[Data for this task — start]
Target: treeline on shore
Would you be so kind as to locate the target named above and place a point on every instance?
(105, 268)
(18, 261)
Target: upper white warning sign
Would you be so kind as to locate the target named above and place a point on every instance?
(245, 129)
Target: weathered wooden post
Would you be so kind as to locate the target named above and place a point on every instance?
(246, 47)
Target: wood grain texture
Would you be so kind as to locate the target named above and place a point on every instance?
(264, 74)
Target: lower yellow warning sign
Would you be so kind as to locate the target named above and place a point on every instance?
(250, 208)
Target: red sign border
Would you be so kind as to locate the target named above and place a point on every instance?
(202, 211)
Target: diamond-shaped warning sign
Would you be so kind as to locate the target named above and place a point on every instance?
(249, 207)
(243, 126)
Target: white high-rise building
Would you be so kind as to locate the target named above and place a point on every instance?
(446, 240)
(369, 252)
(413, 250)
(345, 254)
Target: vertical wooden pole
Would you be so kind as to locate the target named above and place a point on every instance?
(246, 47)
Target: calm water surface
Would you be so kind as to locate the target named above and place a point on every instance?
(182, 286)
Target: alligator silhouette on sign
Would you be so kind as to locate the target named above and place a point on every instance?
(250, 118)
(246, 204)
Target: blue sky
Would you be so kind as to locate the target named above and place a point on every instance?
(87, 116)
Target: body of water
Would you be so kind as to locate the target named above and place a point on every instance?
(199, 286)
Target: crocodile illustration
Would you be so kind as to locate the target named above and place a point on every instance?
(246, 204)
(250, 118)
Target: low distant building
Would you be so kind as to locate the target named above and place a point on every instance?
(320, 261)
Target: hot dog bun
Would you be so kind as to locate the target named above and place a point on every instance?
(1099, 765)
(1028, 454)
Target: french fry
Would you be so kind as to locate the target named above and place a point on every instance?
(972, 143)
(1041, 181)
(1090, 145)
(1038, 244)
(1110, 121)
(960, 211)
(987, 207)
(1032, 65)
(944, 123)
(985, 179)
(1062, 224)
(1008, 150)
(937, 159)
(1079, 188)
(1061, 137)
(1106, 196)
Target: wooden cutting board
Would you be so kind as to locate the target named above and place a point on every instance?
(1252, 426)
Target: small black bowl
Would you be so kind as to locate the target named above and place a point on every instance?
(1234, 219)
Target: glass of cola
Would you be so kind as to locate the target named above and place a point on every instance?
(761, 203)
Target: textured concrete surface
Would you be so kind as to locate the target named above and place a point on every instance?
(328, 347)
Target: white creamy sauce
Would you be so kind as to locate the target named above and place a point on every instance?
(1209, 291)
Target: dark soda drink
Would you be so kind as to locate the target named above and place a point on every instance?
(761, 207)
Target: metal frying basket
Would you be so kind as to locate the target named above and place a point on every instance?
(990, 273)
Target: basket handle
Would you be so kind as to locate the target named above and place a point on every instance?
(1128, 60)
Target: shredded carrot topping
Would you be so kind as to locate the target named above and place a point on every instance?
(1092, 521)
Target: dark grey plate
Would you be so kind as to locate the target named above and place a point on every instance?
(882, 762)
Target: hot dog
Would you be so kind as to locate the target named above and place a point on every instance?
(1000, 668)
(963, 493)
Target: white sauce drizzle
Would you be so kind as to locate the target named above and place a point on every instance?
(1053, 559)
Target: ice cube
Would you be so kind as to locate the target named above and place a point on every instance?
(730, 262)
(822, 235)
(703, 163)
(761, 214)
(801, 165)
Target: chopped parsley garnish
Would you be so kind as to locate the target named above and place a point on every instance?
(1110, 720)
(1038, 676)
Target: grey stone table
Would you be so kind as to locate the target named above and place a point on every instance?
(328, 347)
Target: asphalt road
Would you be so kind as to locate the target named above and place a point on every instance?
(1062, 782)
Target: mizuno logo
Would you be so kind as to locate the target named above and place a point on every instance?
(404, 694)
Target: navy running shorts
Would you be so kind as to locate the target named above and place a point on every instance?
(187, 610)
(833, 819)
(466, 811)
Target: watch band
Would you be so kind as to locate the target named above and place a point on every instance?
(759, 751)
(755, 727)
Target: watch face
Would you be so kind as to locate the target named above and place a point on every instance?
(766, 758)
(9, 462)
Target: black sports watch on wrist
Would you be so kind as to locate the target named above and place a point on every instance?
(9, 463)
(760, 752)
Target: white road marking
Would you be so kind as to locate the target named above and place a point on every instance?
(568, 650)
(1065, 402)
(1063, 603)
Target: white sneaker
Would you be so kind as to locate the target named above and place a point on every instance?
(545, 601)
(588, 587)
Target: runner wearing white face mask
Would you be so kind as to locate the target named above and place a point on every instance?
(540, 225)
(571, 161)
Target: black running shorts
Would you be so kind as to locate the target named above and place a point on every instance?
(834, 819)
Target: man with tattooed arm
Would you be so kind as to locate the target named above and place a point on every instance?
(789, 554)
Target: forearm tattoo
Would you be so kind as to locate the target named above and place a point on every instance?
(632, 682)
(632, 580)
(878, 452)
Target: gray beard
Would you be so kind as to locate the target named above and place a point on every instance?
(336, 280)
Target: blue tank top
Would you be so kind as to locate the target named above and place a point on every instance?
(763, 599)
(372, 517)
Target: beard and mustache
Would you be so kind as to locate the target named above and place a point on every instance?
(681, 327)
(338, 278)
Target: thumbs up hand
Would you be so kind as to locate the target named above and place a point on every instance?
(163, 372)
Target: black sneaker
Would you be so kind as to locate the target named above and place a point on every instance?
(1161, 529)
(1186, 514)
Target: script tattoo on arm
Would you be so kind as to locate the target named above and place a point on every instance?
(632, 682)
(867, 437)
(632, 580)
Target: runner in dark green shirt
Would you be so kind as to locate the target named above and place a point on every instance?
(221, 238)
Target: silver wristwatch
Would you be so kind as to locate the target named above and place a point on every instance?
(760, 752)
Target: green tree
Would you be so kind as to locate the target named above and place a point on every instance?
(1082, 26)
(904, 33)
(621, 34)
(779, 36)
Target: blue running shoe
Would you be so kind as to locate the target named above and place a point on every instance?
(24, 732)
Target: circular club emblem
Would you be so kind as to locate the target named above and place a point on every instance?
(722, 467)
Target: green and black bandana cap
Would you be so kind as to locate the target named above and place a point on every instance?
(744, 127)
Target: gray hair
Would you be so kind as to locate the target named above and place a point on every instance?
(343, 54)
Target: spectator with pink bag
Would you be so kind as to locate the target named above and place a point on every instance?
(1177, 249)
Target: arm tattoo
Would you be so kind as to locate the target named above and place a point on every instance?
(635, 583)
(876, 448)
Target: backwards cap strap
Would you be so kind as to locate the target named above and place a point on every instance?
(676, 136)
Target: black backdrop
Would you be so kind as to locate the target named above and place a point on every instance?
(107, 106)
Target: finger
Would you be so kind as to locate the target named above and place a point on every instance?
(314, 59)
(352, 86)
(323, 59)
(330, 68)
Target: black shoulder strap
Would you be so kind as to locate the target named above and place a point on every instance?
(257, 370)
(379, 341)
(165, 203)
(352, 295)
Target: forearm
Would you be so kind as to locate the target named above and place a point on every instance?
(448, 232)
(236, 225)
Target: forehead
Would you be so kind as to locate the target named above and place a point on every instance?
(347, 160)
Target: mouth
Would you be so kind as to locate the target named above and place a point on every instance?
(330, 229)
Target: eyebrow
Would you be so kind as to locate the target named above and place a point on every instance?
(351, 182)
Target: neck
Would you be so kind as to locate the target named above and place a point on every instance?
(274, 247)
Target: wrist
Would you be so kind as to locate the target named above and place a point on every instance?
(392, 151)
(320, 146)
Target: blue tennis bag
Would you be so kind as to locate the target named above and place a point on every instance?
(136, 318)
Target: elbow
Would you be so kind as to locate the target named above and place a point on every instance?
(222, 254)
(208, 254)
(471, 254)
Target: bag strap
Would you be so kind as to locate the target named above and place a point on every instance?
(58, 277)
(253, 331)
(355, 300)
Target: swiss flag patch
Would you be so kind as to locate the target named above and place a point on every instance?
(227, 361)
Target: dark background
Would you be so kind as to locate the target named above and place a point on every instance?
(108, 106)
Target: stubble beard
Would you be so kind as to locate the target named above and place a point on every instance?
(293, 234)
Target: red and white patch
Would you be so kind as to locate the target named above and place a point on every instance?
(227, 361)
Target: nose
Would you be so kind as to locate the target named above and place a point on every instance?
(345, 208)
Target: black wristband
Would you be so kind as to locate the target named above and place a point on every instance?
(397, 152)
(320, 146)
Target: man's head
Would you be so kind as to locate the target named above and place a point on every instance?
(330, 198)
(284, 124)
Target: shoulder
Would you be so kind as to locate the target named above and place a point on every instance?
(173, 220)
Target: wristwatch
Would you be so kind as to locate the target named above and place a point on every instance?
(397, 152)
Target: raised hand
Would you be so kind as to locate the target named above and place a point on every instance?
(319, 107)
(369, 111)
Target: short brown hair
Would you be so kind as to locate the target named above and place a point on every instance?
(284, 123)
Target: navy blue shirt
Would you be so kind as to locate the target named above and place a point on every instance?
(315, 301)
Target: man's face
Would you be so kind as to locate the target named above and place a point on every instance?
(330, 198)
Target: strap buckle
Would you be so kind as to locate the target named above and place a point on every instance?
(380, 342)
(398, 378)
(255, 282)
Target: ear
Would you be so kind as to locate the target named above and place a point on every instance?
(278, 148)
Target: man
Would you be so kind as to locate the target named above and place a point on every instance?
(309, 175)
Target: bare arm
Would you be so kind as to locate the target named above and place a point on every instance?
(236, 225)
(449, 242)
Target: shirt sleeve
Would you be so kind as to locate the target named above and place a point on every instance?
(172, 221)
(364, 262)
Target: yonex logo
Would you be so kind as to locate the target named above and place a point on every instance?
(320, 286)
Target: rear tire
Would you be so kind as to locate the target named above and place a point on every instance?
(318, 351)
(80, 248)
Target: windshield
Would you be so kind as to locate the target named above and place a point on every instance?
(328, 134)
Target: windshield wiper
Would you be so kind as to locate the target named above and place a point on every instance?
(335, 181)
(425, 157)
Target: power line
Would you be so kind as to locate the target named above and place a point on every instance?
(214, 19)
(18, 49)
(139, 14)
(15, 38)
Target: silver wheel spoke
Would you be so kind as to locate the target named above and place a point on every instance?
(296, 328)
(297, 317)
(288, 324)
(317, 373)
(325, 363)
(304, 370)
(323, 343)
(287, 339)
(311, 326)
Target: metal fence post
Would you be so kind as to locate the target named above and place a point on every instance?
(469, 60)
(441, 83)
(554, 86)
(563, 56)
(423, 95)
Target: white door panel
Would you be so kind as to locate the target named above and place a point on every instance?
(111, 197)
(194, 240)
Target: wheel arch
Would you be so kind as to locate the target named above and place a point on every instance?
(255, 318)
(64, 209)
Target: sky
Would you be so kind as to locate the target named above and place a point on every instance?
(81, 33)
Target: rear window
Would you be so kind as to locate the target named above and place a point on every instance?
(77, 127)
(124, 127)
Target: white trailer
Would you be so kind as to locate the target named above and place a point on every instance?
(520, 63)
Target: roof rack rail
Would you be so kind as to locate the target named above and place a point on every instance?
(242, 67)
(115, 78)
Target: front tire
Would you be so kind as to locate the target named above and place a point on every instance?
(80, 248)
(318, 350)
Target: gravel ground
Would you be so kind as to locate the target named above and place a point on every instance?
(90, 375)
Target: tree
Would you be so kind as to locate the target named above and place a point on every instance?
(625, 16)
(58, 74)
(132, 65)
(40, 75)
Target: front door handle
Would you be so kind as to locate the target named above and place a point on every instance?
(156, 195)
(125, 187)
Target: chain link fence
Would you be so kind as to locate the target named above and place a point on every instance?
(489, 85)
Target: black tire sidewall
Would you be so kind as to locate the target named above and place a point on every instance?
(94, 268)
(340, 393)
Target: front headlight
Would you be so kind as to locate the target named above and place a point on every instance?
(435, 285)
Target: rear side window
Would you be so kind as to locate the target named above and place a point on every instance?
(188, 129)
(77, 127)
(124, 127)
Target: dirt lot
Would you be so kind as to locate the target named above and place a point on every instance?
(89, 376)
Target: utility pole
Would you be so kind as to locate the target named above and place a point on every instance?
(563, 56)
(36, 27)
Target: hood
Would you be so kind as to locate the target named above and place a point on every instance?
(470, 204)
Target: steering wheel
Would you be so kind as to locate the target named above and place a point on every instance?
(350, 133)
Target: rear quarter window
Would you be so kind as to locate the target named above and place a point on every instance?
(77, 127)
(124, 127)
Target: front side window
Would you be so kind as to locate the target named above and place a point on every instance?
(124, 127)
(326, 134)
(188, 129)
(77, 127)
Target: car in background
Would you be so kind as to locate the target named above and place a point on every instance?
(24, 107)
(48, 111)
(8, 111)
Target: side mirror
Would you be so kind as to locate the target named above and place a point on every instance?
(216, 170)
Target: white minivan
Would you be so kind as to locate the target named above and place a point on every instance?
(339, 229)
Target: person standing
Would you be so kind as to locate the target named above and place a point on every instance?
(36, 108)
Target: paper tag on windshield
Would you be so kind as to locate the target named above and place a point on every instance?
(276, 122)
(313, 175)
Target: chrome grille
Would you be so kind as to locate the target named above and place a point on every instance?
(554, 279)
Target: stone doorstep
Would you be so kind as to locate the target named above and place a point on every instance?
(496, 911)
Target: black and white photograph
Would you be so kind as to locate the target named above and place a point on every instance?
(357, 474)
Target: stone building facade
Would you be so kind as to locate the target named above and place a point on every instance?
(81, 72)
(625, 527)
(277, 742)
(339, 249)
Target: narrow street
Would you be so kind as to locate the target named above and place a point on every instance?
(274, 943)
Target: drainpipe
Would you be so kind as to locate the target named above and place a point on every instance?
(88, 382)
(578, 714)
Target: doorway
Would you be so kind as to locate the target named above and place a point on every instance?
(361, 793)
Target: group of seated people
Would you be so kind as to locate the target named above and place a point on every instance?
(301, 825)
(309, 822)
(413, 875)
[Data for this task — finish]
The lines from the one containing "Target: stone doorstep" through the last line of the material above are to be copied exactly, both ends included.

Target: stone doorstep
Would you be so kind as to locate the target named above and place a point on every instance?
(496, 911)
Target: black and white photograph
Would you be so kind as to locate the target named above and place a point on every instance?
(357, 474)
Target: stone building facade
Would you be so kind as to locate the target named above and place a point on every instance?
(81, 72)
(625, 527)
(277, 742)
(339, 249)
Target: narrow street
Would you be so kind as to locate the target named above and place a point on every instance?
(274, 943)
Target: drainpipe
Would you be so kind as to locate the target named above and place a point on every instance?
(88, 382)
(578, 714)
Target: doorway
Would you be so kind as to locate the target named above and place a point on every instance?
(361, 793)
Target: group of seated people
Would you be so kind as to locate the target named above and place a point on every instance?
(301, 825)
(309, 822)
(413, 875)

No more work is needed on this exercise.